- [TEXT SEGMENT]:
※

Dr Samira Alani, a paediatric specialist at Fallujah General Hospital, has taken a personal interest in investigating an explosion of congenital abnormalities that have mushroomed in the wake of the US sieges since 2005.

“We have all kinds of defects now, ranging from congenital heart disease to severe physical abnormalities, both in numbers you cannot imagine,” Alani told Al Jazeera at her office in the hospital, while showing countless photos of shocking birth defects.

As of December 21, Alani, who has worked at the hospital since 1997, told Al Jazeera she had personally logged 677 cases of birth defects since October 2009. Just eight days later when Al Jazeera visited the city on December 29, that number had already risen to 699.

“There are not even medical terms to describe some of these conditions because we’ve never seen them until now,” she said. “So when I describe it all I can do is describe the physical defects, but I’m unable to provide a medical term.”

Most of these babies in Fallujah die within 20 to 30 minutes after being born, but not all.

※

- [TASKS AND EXERCISES]:
1. Translate this sentence from the passage on birth defects in Fallujah into Spanish: "Most of these babies in Fallujah die within 20 to 30 minutes after being born, but not all."
2. For each statement, say yes or no according to the passage on birth defects in Fallujah, and quote the words that decide it.
(a) Alani has worked at Fallujah General Hospital since 1997.
(b) By December 29 the number of logged cases was 677.
(c) Alani could give a medical term for every condition she saw.
3. Carry on the passage on birth defects in Fallujah from its last sentence.

- [ENTRIES SHOWN]:
※

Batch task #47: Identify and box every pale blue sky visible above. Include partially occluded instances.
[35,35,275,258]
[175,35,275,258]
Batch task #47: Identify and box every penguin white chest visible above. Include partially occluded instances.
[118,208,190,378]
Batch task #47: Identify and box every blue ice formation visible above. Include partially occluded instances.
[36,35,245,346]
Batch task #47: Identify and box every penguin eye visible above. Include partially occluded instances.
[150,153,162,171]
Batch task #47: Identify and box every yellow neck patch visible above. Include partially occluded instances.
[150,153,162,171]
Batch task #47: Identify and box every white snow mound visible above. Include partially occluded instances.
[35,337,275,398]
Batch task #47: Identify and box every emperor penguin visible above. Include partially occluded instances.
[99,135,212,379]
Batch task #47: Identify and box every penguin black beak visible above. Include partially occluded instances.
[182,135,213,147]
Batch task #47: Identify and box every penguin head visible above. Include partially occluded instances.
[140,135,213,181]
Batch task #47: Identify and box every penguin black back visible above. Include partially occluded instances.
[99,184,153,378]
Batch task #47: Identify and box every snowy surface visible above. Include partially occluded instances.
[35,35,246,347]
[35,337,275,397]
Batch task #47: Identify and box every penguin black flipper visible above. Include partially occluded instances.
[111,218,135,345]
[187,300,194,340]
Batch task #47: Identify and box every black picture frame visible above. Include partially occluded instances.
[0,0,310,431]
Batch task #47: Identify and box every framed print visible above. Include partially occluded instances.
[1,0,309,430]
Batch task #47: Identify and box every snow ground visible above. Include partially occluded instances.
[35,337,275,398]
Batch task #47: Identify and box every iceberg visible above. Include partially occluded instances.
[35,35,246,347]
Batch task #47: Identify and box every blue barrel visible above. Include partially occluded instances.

※

- [RESULTS FOR EACH TASK]:
1. La mayoría de estos bebés en Faluya mueren entre 20 y 30 minutos después de nacer, pero no todos.

2.
(a) Yes: "who has worked at the hospital since 1997"
(b) No: "that number had already risen to 699"
(c) No: "There are not even medical terms to describe some of these conditions"

3.
Four-year-old Abdul Jaleel Mohammed was born in October 2007. His clinical diagnosis includes dilation of two heart ventricles, and a growth on his lower back that doctors have not been able to remove.

Abdul has trouble controlling his muscles, struggles to walk, cannot control his bladder, and weakens easily. Doctors told his father, Mohamed Jaleel Abdul Rahim, that his son has severe nervous system problems, and could develop fluid build-up in his brain as he ages, which could prove fatal.

“This is the first instance of something like this in all our family,” Rahim told Al Jazeera. “We lived in an area that was heavily bombed by the Americans in 2004, and a missile landed right in front of our home. What else could cause these health problems besides this?”

Dr Alani told Al Jazeera that in the vast majority of cases she has documented, the family had no prior history of congenital abnormalities.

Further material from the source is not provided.